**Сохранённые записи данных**
#####

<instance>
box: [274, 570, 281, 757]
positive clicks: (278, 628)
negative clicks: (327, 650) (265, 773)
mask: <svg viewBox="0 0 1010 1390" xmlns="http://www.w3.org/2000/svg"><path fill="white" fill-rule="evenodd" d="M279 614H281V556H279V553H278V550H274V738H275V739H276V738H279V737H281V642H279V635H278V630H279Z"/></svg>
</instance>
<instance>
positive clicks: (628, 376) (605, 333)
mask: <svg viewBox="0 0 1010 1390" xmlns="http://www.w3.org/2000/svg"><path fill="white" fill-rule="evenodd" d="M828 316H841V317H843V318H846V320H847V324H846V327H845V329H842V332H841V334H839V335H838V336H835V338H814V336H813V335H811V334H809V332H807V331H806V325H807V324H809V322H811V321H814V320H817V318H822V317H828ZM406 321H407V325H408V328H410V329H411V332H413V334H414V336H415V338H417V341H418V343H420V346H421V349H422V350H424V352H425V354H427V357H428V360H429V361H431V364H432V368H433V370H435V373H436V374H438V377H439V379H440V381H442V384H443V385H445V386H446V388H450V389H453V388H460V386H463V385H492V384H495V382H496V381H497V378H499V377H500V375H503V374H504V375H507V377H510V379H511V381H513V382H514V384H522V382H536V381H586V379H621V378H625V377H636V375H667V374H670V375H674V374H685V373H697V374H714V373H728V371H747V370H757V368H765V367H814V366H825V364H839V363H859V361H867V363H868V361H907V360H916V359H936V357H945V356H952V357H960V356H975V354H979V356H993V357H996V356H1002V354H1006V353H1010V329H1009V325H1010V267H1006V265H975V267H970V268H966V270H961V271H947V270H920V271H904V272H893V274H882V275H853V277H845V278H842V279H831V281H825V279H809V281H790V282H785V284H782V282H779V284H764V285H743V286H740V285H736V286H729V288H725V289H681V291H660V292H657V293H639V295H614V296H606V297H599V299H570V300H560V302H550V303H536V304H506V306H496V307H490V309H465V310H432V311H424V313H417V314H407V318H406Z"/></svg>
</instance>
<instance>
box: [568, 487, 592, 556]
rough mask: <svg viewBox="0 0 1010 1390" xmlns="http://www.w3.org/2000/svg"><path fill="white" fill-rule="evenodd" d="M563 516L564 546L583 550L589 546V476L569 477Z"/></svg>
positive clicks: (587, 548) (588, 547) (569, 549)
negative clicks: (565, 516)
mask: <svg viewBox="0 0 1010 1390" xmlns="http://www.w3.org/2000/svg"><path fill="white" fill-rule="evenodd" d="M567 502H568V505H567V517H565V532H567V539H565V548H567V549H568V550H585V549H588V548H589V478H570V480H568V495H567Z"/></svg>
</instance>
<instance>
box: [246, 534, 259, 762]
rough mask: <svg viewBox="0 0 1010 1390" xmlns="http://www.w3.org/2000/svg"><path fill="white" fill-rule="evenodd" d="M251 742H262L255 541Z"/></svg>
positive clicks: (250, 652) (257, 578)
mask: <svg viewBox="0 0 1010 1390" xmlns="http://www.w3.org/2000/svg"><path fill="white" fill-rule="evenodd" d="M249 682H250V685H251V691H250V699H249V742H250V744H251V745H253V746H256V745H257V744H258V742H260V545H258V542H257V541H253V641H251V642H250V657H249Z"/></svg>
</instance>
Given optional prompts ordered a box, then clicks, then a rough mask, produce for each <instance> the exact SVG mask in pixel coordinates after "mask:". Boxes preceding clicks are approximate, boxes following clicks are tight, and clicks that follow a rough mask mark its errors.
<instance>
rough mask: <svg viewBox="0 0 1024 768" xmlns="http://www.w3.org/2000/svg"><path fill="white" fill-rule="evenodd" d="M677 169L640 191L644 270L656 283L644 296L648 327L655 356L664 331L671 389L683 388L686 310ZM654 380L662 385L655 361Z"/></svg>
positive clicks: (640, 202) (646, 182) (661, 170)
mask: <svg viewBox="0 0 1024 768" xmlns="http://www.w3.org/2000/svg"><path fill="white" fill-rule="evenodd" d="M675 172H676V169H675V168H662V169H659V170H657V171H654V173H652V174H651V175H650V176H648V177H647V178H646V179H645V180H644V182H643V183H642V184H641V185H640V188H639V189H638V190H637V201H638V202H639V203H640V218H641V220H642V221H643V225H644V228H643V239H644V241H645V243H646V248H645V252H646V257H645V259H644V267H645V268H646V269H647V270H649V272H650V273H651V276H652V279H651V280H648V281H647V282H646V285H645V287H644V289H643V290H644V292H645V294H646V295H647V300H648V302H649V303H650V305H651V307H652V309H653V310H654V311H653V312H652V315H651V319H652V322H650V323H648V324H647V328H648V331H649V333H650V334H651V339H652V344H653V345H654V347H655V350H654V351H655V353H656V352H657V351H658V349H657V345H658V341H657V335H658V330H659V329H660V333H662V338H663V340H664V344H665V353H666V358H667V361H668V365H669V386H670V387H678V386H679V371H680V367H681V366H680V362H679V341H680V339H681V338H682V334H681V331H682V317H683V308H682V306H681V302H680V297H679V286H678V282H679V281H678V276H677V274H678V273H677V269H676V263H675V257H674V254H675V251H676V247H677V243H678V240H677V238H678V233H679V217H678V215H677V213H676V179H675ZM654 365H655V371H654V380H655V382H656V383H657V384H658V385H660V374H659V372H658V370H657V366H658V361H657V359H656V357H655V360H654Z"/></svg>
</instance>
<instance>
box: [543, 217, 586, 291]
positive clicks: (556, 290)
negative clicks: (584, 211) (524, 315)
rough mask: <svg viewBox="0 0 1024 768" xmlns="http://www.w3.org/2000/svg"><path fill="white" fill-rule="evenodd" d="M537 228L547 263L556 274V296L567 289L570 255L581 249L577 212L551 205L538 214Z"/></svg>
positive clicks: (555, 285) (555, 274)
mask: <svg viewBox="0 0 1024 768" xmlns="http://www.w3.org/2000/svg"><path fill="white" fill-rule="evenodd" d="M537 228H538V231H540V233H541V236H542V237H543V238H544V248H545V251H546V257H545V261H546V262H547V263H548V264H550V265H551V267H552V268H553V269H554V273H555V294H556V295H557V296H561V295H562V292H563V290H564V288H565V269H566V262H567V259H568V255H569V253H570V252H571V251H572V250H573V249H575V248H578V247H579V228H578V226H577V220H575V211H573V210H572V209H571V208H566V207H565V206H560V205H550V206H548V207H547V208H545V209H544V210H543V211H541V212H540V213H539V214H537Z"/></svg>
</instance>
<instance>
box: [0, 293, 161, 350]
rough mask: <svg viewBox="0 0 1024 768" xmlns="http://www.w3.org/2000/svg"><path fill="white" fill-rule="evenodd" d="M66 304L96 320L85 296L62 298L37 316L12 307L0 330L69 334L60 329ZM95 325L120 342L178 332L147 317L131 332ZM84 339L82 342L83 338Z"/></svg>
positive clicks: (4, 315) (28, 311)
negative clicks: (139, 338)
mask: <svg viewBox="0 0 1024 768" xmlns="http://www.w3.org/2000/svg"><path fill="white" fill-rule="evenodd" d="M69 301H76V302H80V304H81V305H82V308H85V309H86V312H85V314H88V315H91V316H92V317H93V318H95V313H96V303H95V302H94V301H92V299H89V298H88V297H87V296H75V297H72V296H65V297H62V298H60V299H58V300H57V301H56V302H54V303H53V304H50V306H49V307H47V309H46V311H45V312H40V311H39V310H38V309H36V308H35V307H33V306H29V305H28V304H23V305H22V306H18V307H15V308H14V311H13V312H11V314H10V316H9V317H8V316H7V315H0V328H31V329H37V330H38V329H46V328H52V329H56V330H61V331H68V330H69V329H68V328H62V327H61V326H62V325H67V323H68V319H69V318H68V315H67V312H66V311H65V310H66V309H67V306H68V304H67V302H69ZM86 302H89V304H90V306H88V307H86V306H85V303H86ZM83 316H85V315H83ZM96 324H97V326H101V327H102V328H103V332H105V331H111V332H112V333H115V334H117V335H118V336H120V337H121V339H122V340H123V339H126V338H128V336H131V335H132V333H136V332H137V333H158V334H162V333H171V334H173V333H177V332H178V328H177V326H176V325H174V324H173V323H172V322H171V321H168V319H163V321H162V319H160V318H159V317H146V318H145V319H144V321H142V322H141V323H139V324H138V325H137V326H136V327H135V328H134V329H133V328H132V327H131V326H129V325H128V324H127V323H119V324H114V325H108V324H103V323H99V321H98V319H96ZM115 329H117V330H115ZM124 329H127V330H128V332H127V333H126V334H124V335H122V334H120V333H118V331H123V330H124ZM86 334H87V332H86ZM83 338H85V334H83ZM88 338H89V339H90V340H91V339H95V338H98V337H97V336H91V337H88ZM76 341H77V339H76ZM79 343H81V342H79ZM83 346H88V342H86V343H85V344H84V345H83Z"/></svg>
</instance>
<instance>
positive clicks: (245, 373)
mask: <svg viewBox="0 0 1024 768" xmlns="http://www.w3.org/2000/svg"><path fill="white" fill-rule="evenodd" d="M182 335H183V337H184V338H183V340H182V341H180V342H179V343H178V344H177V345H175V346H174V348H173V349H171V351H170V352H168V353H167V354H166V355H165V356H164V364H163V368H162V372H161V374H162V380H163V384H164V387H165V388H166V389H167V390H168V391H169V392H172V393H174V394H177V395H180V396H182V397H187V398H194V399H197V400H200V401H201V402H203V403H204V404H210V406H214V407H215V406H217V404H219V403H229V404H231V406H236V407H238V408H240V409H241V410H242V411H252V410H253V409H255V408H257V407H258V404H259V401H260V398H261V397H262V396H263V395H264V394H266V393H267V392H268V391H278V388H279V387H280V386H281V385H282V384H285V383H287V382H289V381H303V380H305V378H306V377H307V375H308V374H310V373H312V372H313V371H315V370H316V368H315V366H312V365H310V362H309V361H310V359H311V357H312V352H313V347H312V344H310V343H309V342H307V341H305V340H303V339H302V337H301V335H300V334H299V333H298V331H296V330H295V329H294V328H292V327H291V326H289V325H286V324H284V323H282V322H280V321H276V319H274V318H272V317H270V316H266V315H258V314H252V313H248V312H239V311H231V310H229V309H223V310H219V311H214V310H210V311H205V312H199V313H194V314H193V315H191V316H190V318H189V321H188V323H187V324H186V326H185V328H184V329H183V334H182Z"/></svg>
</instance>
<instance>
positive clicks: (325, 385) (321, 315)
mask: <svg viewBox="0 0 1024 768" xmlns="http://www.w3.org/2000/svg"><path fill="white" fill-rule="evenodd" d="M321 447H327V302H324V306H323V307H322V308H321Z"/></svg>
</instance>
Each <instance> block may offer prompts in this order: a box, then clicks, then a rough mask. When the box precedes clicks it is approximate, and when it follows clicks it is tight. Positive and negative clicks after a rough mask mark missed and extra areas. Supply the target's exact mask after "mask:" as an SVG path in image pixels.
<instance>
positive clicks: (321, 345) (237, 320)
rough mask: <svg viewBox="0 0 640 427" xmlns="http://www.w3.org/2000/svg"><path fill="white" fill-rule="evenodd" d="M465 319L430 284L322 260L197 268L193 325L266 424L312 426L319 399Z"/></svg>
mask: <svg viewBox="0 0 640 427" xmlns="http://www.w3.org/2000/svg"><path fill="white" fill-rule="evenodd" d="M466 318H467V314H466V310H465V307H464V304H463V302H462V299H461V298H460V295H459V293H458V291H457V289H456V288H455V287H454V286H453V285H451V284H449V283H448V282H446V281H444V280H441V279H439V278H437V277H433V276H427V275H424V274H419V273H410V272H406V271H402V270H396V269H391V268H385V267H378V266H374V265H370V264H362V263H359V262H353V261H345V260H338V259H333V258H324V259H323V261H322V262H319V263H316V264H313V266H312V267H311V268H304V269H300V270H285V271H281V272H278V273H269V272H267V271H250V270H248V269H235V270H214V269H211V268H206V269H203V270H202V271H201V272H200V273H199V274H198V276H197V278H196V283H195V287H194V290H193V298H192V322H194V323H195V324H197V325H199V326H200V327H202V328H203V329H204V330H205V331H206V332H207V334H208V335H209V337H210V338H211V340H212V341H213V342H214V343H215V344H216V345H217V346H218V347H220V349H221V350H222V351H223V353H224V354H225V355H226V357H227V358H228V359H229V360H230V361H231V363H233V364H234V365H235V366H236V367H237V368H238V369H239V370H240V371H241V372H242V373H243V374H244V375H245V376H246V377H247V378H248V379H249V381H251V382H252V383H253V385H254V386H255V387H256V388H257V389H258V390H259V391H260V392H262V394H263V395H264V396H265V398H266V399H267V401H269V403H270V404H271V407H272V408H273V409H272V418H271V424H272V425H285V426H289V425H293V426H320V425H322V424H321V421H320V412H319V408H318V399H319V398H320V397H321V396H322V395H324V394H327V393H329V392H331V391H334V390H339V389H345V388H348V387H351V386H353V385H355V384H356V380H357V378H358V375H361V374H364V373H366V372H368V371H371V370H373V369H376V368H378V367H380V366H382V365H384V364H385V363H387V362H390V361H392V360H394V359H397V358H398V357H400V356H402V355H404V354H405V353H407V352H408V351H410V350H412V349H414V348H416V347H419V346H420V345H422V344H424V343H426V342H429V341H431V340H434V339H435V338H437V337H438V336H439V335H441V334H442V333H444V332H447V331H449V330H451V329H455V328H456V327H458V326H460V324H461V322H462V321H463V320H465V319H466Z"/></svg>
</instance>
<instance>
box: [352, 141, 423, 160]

#####

**Задание**
Найдите в листинге все строки, где встречается слово «pixels», и перепишите их. Регистр букв имеет значение.

**Ответ**
Each <instance> block may offer prompts in this order: a box, then clicks, then a rough mask. When the box precedes clicks it is approximate, and when it follows clicks it is tight. Positive and negative clicks after a rough mask mark missed and extra areas. Supply the target's exact mask after "mask:" as an SVG path in image pixels.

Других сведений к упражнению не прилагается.